| Records for the task |
※

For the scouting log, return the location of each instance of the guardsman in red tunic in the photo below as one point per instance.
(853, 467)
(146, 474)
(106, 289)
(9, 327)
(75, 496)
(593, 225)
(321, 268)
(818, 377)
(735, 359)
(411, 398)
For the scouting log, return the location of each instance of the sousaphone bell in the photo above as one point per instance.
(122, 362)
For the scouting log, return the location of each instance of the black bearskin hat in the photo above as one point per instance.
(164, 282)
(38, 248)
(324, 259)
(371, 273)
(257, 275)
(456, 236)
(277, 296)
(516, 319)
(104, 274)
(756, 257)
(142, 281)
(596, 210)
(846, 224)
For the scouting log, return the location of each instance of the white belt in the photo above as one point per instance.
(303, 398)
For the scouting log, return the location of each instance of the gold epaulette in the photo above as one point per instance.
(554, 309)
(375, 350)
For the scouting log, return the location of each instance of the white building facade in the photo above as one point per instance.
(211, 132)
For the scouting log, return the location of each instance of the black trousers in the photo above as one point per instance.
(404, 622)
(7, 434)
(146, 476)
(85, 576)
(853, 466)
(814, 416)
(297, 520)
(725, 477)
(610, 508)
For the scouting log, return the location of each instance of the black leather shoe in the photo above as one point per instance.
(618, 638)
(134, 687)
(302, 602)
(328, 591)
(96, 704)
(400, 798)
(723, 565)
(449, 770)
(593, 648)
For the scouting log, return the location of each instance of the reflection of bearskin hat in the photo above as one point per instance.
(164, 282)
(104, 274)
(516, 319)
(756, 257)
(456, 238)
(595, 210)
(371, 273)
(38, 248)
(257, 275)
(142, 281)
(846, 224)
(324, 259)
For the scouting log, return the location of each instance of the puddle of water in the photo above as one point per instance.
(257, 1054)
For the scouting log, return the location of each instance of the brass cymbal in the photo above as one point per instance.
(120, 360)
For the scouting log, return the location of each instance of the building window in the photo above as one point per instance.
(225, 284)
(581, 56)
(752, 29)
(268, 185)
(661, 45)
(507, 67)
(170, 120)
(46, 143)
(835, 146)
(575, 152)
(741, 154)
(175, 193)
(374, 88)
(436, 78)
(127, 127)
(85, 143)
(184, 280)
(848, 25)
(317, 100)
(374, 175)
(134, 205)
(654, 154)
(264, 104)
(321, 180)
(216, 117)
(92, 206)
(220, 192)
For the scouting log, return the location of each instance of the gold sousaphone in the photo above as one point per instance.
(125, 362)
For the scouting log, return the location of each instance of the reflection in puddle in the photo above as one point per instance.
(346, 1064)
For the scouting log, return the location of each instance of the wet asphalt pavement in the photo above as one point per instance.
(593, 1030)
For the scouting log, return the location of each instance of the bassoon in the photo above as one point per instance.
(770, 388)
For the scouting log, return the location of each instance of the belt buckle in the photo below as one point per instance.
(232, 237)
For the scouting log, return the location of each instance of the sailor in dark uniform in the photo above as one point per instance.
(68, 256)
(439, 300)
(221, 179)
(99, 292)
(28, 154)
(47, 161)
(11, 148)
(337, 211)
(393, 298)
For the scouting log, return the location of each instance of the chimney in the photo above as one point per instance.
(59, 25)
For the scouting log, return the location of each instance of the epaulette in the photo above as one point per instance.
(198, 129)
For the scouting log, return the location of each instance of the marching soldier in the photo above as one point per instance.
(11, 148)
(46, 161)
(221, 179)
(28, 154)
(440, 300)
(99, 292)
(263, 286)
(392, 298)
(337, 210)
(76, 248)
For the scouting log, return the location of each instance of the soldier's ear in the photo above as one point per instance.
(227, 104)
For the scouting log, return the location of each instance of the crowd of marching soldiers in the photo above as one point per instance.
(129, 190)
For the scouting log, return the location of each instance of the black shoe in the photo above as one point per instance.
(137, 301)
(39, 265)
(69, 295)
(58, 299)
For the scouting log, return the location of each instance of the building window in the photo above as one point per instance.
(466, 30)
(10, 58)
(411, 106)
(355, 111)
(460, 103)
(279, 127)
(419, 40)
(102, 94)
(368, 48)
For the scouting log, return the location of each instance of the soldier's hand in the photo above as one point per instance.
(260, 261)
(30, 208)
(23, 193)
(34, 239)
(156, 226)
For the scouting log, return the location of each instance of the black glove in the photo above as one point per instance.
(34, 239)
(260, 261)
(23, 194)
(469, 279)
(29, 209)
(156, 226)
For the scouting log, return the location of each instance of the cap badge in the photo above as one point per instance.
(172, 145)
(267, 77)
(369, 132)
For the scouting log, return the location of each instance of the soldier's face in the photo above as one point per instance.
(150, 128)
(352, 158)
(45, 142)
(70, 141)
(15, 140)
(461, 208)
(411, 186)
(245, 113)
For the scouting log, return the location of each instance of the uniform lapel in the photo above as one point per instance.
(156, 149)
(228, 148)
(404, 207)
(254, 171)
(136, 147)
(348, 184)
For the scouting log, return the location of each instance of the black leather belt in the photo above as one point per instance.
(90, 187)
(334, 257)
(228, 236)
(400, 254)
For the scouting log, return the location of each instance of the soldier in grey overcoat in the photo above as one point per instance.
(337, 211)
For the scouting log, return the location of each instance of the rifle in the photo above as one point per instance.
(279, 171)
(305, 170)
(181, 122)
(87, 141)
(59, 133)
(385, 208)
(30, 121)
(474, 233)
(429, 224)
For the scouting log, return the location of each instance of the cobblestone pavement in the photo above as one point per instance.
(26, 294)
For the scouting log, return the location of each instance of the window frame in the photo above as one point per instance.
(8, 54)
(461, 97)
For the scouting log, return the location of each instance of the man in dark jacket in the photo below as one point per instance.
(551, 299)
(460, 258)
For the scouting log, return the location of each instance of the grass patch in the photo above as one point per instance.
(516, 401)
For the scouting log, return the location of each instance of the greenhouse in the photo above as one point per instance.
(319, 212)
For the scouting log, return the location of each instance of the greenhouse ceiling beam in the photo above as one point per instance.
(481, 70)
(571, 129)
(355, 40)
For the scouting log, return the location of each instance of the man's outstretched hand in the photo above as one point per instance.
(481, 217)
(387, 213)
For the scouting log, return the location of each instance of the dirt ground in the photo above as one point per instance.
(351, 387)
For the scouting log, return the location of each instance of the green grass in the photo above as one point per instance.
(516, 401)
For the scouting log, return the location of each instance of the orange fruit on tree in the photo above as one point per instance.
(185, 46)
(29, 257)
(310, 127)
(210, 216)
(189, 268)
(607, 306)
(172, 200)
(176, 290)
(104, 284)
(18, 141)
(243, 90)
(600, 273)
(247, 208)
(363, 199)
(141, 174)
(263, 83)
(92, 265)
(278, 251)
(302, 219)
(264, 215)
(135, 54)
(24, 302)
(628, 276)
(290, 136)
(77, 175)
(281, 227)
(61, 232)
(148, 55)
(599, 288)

※

| Exercise details |
Quote all of the entries verbatim.

| Response to the task |
For the scouting log, return the location of each instance of the guardsman in red tunic in the photo below as one point per instance.
(853, 467)
(146, 474)
(106, 289)
(9, 327)
(75, 496)
(593, 225)
(321, 268)
(818, 377)
(735, 359)
(411, 398)
For the scouting log, return the location of each instance of the sousaphone bell in the photo above as one point per instance.
(122, 362)
For the scouting log, return the location of each instance of the black bearskin hat in the photo above as one point per instance.
(164, 282)
(38, 248)
(324, 259)
(371, 273)
(257, 275)
(456, 236)
(277, 296)
(516, 319)
(104, 274)
(756, 257)
(142, 281)
(596, 210)
(846, 224)
For the scouting log, return the location of each instance of the white belt in the photo above as one point per instance.
(303, 398)
For the scouting log, return the location of each instance of the gold epaulette in the photo above as one point per instance.
(554, 309)
(375, 350)
For the scouting log, return the location of each instance of the white building facade in the photo above as one point per instance.
(211, 132)
For the scouting log, return the location of each instance of the black trousers in the photo above as one point per instance.
(404, 622)
(7, 434)
(146, 476)
(85, 576)
(853, 466)
(814, 416)
(297, 520)
(725, 477)
(610, 508)
For the scouting log, return the location of each instance of the black leather shoe in the photo above as one point per instance.
(618, 638)
(134, 687)
(302, 602)
(328, 591)
(96, 704)
(400, 798)
(723, 565)
(449, 770)
(593, 648)
For the scouting log, return the location of each instance of the reflection of bearskin hat in the photo above as one point per instance.
(164, 282)
(104, 274)
(516, 319)
(756, 257)
(456, 238)
(595, 210)
(371, 273)
(38, 248)
(257, 275)
(142, 281)
(846, 224)
(324, 259)
For the scouting log, return the location of each instance of the puddle of water in the photo above as one point per instance.
(257, 1054)
For the scouting log, return the location of each instance of the brass cymbal in the photo above as one point per instance.
(120, 360)
For the scouting log, return the location of each instance of the building window in the photo above as one point per instance.
(225, 284)
(581, 56)
(752, 29)
(268, 185)
(661, 45)
(507, 67)
(170, 120)
(46, 143)
(835, 146)
(575, 152)
(741, 154)
(175, 193)
(374, 88)
(436, 78)
(127, 127)
(85, 143)
(184, 280)
(848, 25)
(317, 100)
(374, 175)
(134, 205)
(654, 154)
(264, 104)
(321, 180)
(216, 117)
(92, 206)
(220, 192)
For the scouting log, return the location of each instance of the gold sousaphone in the photo above as one point per instance.
(125, 362)
For the scouting log, return the location of each instance of the reflection in puddle in the photo above as one point per instance.
(346, 1064)
For the scouting log, return the location of each instance of the wet asphalt pavement in the photo above as one point per instance.
(593, 1030)
For the scouting log, return the location of each instance of the bassoon in the photo above as one point per instance.
(770, 388)
For the scouting log, return the location of each instance of the belt buckle in the photo below as one point per instance.
(232, 237)
For the scouting log, return the location of each instance of the sailor in dark uniform in the photo above as one point per instance.
(68, 256)
(439, 300)
(221, 179)
(99, 292)
(28, 154)
(47, 161)
(11, 148)
(337, 211)
(393, 298)
For the scouting log, return the location of each instance of the chimney in the photo above as one point per instance.
(59, 25)
For the scouting log, return the location of each instance of the epaulette in the photo above as one point per instance.
(198, 129)
For the scouting log, return the location of each instance of the marching soldier in the photo above as one point per instance.
(11, 148)
(46, 161)
(221, 179)
(28, 154)
(440, 300)
(99, 292)
(263, 286)
(392, 298)
(337, 210)
(76, 248)
For the scouting log, return the location of each instance of the soldier's ear in the photo above as one point per instance.
(227, 104)
For the scouting log, return the location of each instance of the crowd of marching soldiers in the photo above as one point per instance.
(129, 190)
For the scouting log, return the location of each instance of the black shoe in the photo above as one point per instance.
(137, 301)
(39, 265)
(69, 295)
(58, 299)
For the scouting log, return the location of each instance of the building window in the photo above as one point per instance.
(466, 30)
(10, 58)
(411, 106)
(355, 111)
(460, 103)
(279, 127)
(419, 40)
(102, 94)
(368, 48)
For the scouting log, return the location of each instance of the soldier's hand in the photo above as one point per instance.
(260, 261)
(30, 208)
(23, 193)
(34, 239)
(156, 226)
For the scouting log, return the location of each instance of the black glove in the photo above as one point per instance.
(34, 239)
(260, 261)
(23, 194)
(469, 279)
(29, 209)
(156, 226)
For the scouting log, return the location of each instance of the cap badge in the photo above as one point per instance.
(172, 145)
(267, 77)
(369, 132)
For the scouting log, return the location of each instance of the soldier's face in the photo above as one point per instance.
(150, 128)
(352, 158)
(45, 142)
(70, 141)
(15, 140)
(461, 208)
(411, 186)
(245, 113)
For the scouting log, return the location of each instance of the uniform lapel in the photo above as one point per instance.
(156, 149)
(228, 148)
(404, 207)
(254, 171)
(136, 147)
(348, 184)
For the scouting log, return the location of each instance of the black leather belt in the photo above as one point per instance.
(90, 187)
(334, 257)
(228, 236)
(400, 254)
For the scouting log, return the location of each instance of the soldier in grey overcoat in the photo above as one point per instance.
(337, 211)
For the scouting log, return the location of each instance of the rifle in the photo above as one point per instance.
(279, 171)
(305, 170)
(181, 122)
(87, 141)
(59, 133)
(385, 208)
(30, 121)
(474, 233)
(429, 224)
For the scouting log, return the location of each instance of the cobblestone pavement in the photo above as one point per instance.
(26, 294)
For the scouting log, return the location of each instance of the window frame in the photo above as one point per instance.
(8, 54)
(461, 97)
For the scouting log, return the location of each instance of the man in dark jacket in the photo below as one point per instance.
(551, 299)
(460, 258)
For the scouting log, return the location of each instance of the grass patch in the photo above as one point per instance.
(516, 401)
For the scouting log, return the location of each instance of the greenhouse in the photo above as one point per instance.
(319, 212)
For the scouting log, return the location of each instance of the greenhouse ceiling beam in the photo above as one point per instance.
(481, 70)
(571, 129)
(355, 40)
For the scouting log, return the location of each instance of the man's outstretched hand in the photo above as one point per instance.
(481, 217)
(387, 213)
For the scouting log, return the location of each instance of the dirt ground in the photo above as one point per instance.
(351, 387)
For the scouting log, return the location of each instance of the green grass in the photo above as one point per instance.
(516, 401)
For the scouting log, return the location of each instance of the orange fruit on tree in the photo above as one point per instance.
(185, 46)
(29, 257)
(310, 127)
(210, 216)
(189, 268)
(607, 306)
(172, 200)
(176, 290)
(104, 284)
(18, 141)
(243, 90)
(600, 273)
(247, 208)
(363, 199)
(141, 174)
(263, 83)
(92, 265)
(278, 251)
(302, 219)
(264, 215)
(135, 54)
(24, 302)
(628, 276)
(290, 136)
(77, 175)
(281, 227)
(61, 232)
(148, 55)
(599, 288)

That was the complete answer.